LISTA DE TAREFAS
(1) Segundo o texto sobre línguas artificiais, por que a alternativa E é a resposta certa? Responda em uma a três frases.
(2) Diga se cada frase abaixo concorda com o texto sobre línguas artificiais, respondendo sim ou não e citando as palavras do texto que decidem: (a) O esperanto foi inventado no século XIX. (b) A ONU já adotou uma língua artificial. (c) A comunidade científica ainda se comunica em inglês.
(3) Repita, sem mudar nada, o trecho do texto sobre línguas artificiais que começa em "Apesar de todo o esforço em prol de um língua internacional…" e termina em "língua artificial unificada.".

BLOCO DE TEXTO
Apesar de todo o esforço em prol de um língua internacional…
Gabarito: E
O texto discute o fracasso relativo das línguas artificiais (como o esperanto) em se tornarem meios de comunicação globais. O autor argumenta que a escolha de uma língua internacional não é neutra nem puramente técnica; ela está intrinsecamente ligada às relações de poder político e econômico. Segundo o fragmento, as línguas que dominam o cenário internacional (inglês, chinês, francês, etc.) são aquelas faladas pelas nações que detêm hegemonia no sistema global. Portanto, o desequilíbrio de poder impõe a supremacia das línguas naturais dessas potências sobre qualquer proposta de língua artificial unificada.
Enunciado
Apesar de todo o esforço em prol de um língua internacional artificial, até o momento a sensação é de relativo fracasso. Praticamente nenhum país adotou o ensino obrigatório de uma língua artificial, a comunidade científica continua a se comunicar em inglês, e as línguas mais difundidas internacionalmente continuam a ser as de países política ou economicamente dominantes, como inglês, francês, espanhol, russo e chinês. Nem mesmo organismos supranacionais como a ONU e a União Europeia, onde reina uma babel de línguas, se mostraram até agora inclinados a adotar uma língua artificial. BIZZOCCH, A. Línguas de laboratório. Disponível em: http://revistalingua.uol.com.br. Acesso em: 19 ago. 2011(adaptado). O esperanto, inventado no século XIX, é a língua artificial mais difundida atualmente. Entretanto, como o texto sugere, o desequilíbrio atual de poder entre os países impõe a
Alternativas
- A)
busca de nova língua global.
- B)
recuperação das línguas mortas.
- C)
adoção de uma língua unificada.
- D)
valorização das línguas nacionais.
- E)
supremacia de algumas línguas naturais.

MATERIAL EXTRAÍDO
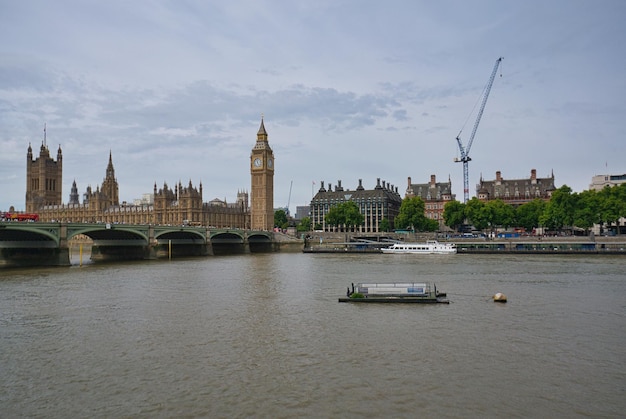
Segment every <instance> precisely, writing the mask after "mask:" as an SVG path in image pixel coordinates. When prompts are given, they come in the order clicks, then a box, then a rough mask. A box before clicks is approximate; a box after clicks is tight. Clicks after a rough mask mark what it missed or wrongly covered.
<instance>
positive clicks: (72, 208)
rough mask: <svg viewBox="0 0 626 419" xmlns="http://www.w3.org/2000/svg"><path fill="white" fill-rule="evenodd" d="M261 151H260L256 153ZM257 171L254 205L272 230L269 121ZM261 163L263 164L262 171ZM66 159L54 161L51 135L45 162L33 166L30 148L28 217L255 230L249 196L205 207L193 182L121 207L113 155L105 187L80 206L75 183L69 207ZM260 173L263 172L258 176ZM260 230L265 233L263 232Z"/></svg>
mask: <svg viewBox="0 0 626 419" xmlns="http://www.w3.org/2000/svg"><path fill="white" fill-rule="evenodd" d="M255 150H256V151H255ZM253 156H254V158H251V165H252V167H254V170H253V171H252V179H253V180H252V185H253V190H254V191H255V192H256V197H252V198H251V199H252V205H256V207H257V208H259V209H260V210H261V212H260V213H258V214H260V216H261V218H262V220H263V225H262V226H261V227H262V228H260V229H263V230H271V229H272V228H273V223H274V213H273V207H272V201H273V187H274V184H273V177H274V165H273V163H274V162H273V159H274V154H273V152H272V150H271V148H270V147H269V144H268V143H267V132H266V131H265V126H264V124H263V120H261V128H260V129H259V132H258V133H257V142H256V145H255V147H254V148H253ZM257 159H262V161H263V163H262V164H261V165H257ZM62 161H63V157H62V151H61V146H60V145H59V149H58V152H57V160H56V161H55V160H54V159H53V158H52V157H51V156H50V152H49V150H48V147H47V145H46V138H45V129H44V140H43V142H42V145H41V148H40V153H39V157H38V158H36V159H34V160H33V150H32V147H31V145H30V144H29V145H28V151H27V166H26V208H27V212H30V213H37V214H38V215H39V219H40V220H41V221H44V222H88V223H95V222H103V223H126V224H170V225H203V226H207V227H215V228H241V229H250V227H251V223H250V205H249V199H250V197H249V195H248V192H247V191H238V192H237V198H236V201H235V202H233V203H228V202H226V200H220V199H217V198H216V199H214V200H212V201H210V202H203V197H202V194H203V189H202V183H200V184H199V185H198V186H197V187H196V186H194V185H193V184H192V182H191V180H190V181H189V183H188V185H186V186H183V184H182V183H181V182H180V181H179V182H178V184H175V185H174V187H173V188H170V187H169V186H168V185H167V183H164V184H163V187H162V188H157V185H156V183H155V184H154V187H153V193H147V194H144V195H143V196H142V198H141V199H138V200H135V201H134V202H133V203H132V204H130V203H127V202H122V203H120V202H119V184H118V181H117V178H116V177H115V167H114V165H113V155H112V152H111V151H109V160H108V164H107V167H106V170H105V176H104V179H103V182H102V184H101V185H97V186H96V188H95V190H94V189H92V187H91V185H89V186H87V188H86V191H85V193H84V194H83V201H82V202H80V194H79V192H78V186H77V183H76V180H74V181H73V182H72V188H71V191H70V194H69V200H68V203H67V204H63V203H62V190H61V185H62V179H63V164H62ZM257 169H258V170H257ZM257 228H259V227H257Z"/></svg>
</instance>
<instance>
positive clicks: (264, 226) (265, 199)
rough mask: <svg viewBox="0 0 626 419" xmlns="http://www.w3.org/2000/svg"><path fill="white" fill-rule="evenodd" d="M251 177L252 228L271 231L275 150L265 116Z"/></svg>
mask: <svg viewBox="0 0 626 419" xmlns="http://www.w3.org/2000/svg"><path fill="white" fill-rule="evenodd" d="M250 177H251V186H252V187H251V189H250V193H251V194H252V201H251V208H250V223H251V228H252V229H253V230H266V231H271V230H272V229H273V228H274V152H273V151H272V148H271V147H270V144H269V141H268V135H267V131H266V130H265V123H264V121H263V117H261V126H260V127H259V131H258V132H257V140H256V144H255V145H254V147H253V148H252V152H251V153H250Z"/></svg>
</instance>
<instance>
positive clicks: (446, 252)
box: [380, 240, 456, 254]
mask: <svg viewBox="0 0 626 419" xmlns="http://www.w3.org/2000/svg"><path fill="white" fill-rule="evenodd" d="M380 250H381V251H382V252H383V253H422V254H452V253H456V244H454V243H439V242H438V241H437V240H428V241H427V242H426V243H395V244H394V245H392V246H389V247H383V248H382V249H380Z"/></svg>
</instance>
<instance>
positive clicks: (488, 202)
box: [484, 199, 515, 229]
mask: <svg viewBox="0 0 626 419" xmlns="http://www.w3.org/2000/svg"><path fill="white" fill-rule="evenodd" d="M484 210H485V212H486V217H487V221H488V224H489V225H490V226H491V228H492V229H493V228H496V227H503V228H505V229H506V228H509V227H511V226H512V225H513V222H514V221H515V211H514V210H513V207H512V206H511V205H509V204H506V203H504V202H503V201H502V200H501V199H495V200H493V201H488V202H487V204H486V205H485V208H484Z"/></svg>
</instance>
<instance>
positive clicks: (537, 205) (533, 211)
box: [515, 198, 546, 231]
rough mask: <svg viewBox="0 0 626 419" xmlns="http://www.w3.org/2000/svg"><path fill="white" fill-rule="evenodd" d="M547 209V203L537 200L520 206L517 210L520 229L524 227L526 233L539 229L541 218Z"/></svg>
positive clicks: (516, 215) (517, 213)
mask: <svg viewBox="0 0 626 419" xmlns="http://www.w3.org/2000/svg"><path fill="white" fill-rule="evenodd" d="M545 209H546V202H545V201H543V200H541V199H539V198H536V199H534V200H532V201H530V202H527V203H525V204H522V205H520V206H519V207H517V209H516V210H515V220H516V224H517V226H518V227H524V229H526V231H532V230H533V229H535V228H537V227H539V217H540V216H541V214H542V213H543V212H544V211H545Z"/></svg>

PROBLEMAS RESOLVIDOS
(1) As línguas que dominam o cenário internacional são as faladas pelas nações que detêm hegemonia no sistema global. Por isso, o desequilíbrio de poder impõe a supremacia das línguas naturais dessas potências sobre qualquer proposta de língua artificial unificada.

(2)
(a) Sim: "O esperanto, inventado no século XIX, é a língua artificial mais difundida atualmente."
(b) Não: "Nem mesmo organismos supranacionais como a ONU e a União Europeia, onde reina uma babel de línguas, se mostraram até agora inclinados a adotar uma língua artificial."
(c) Sim: "a comunidade científica continua a se comunicar em inglês"

(3)
Apesar de todo o esforço em prol de um língua internacional…
Gabarito: E
O texto discute o fracasso relativo das línguas artificiais (como o esperanto) em se tornarem meios de comunicação globais. O autor argumenta que a escolha de uma língua internacional não é neutra nem puramente técnica; ela está intrinsecamente ligada às relações de poder político e econômico. Segundo o fragmento, as línguas que dominam o cenário internacional (inglês, chinês, francês, etc.) são aquelas faladas pelas nações que detêm hegemonia no sistema global. Portanto, o desequilíbrio de poder impõe a supremacia das línguas naturais dessas potências sobre qualquer proposta de língua artificial unificada.